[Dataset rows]
————————
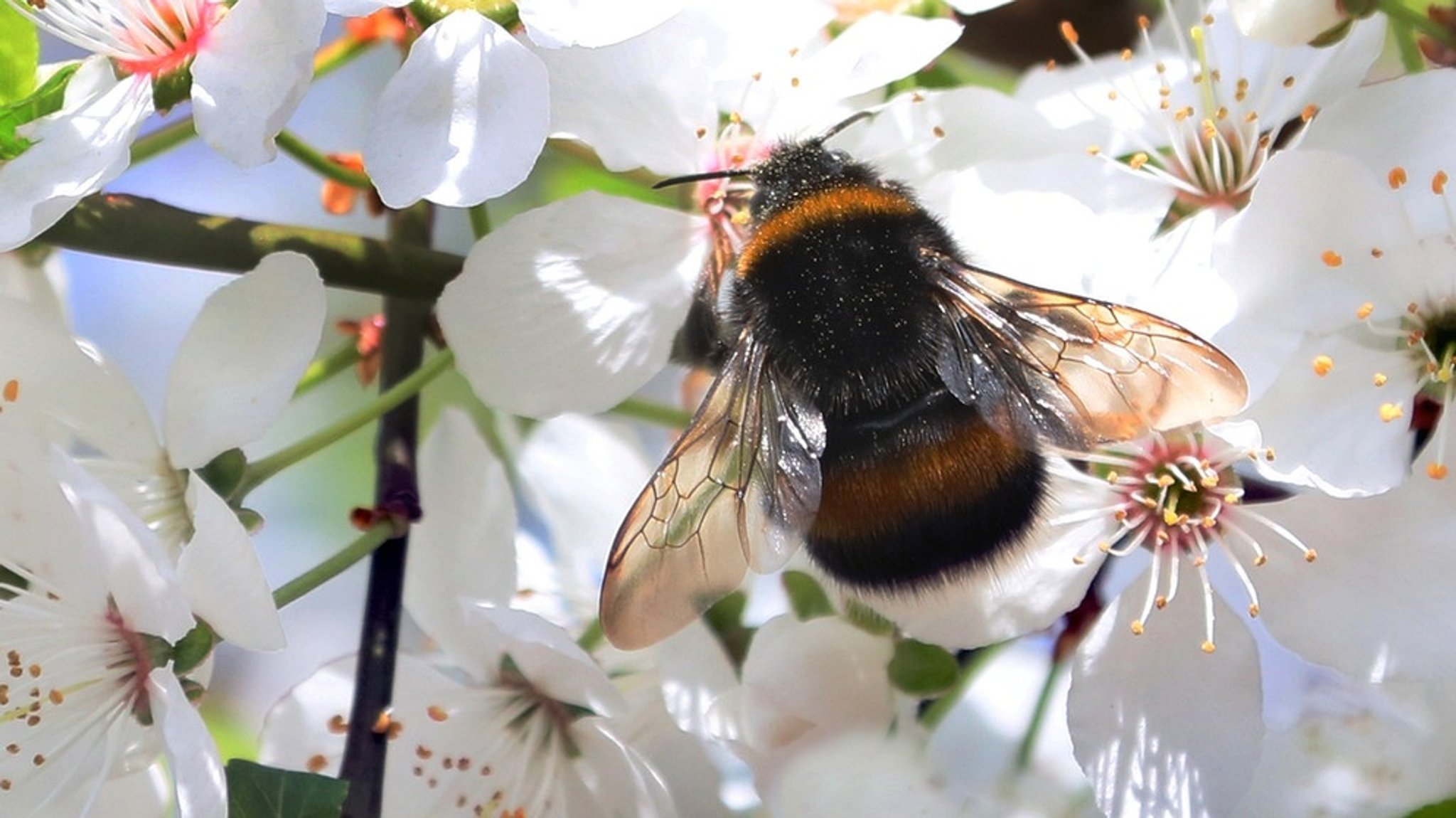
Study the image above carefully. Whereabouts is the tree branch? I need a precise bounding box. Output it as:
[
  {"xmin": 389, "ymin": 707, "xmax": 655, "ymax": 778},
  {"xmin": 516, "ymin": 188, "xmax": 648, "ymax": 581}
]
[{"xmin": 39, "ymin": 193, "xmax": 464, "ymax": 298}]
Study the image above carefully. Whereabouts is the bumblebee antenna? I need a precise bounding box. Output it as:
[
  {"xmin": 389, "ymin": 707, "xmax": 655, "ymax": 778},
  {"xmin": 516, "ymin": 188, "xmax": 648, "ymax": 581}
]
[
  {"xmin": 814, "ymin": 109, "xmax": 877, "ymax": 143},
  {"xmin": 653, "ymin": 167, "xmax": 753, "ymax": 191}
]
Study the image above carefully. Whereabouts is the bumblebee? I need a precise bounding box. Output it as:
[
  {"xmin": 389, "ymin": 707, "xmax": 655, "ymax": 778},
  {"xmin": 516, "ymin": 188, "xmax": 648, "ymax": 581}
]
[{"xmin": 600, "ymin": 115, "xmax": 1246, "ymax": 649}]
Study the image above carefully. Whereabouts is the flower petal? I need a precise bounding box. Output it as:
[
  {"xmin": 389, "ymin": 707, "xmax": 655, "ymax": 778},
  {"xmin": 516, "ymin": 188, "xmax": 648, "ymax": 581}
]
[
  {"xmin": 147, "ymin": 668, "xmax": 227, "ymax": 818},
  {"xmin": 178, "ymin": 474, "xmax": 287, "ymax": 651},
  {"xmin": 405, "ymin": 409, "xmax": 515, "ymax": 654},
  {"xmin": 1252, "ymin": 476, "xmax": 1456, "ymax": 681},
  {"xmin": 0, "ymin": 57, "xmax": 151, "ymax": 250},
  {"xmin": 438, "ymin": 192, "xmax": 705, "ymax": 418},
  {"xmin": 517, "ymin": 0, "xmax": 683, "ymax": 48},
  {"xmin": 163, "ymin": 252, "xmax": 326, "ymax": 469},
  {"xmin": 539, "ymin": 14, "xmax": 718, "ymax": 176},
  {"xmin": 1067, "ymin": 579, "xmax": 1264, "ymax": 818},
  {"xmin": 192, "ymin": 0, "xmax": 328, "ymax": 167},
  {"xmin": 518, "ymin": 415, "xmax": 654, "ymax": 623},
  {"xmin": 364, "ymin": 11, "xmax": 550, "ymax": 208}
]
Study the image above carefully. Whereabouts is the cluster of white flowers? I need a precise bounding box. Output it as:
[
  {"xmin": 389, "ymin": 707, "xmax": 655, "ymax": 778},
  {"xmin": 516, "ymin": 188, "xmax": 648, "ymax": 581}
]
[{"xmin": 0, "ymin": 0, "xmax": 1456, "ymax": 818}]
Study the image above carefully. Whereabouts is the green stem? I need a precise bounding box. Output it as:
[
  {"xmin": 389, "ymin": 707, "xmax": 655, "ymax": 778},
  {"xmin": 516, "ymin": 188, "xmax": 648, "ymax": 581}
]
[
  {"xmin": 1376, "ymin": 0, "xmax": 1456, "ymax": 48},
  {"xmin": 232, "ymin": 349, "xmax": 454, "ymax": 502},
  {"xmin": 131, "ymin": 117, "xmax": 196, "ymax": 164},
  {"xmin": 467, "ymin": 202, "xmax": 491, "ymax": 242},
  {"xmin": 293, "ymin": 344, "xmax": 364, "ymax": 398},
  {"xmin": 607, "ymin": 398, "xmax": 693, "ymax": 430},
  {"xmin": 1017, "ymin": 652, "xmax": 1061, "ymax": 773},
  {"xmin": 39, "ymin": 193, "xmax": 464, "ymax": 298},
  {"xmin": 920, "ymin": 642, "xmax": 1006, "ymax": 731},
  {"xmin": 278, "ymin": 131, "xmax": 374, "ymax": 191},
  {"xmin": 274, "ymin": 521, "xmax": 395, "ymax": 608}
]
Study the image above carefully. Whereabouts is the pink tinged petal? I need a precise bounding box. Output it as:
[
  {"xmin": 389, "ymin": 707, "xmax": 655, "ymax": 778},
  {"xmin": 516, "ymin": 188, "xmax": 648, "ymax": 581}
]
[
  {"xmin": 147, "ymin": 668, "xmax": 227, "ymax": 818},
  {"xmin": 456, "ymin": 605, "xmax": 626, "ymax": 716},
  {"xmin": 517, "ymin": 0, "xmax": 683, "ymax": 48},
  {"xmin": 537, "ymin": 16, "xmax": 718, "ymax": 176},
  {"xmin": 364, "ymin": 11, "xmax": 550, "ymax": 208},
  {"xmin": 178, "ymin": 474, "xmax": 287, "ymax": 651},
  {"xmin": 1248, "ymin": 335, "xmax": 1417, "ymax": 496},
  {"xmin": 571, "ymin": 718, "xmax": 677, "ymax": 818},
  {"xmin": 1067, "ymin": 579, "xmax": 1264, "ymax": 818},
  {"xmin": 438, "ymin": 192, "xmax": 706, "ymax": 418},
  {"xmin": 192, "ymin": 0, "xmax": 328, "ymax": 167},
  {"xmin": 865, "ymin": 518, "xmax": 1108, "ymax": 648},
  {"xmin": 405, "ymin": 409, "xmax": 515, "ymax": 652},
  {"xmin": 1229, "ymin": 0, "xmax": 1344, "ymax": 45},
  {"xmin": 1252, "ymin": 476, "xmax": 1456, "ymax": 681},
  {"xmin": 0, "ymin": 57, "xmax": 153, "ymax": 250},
————————
§ GIVEN PROBLEM: Count the lines in the data above that contain the string "Whereabouts", treating uppercase and lowercase as different. Reply with the number alone.

§ ANSWER FOR THIS EXERCISE: 7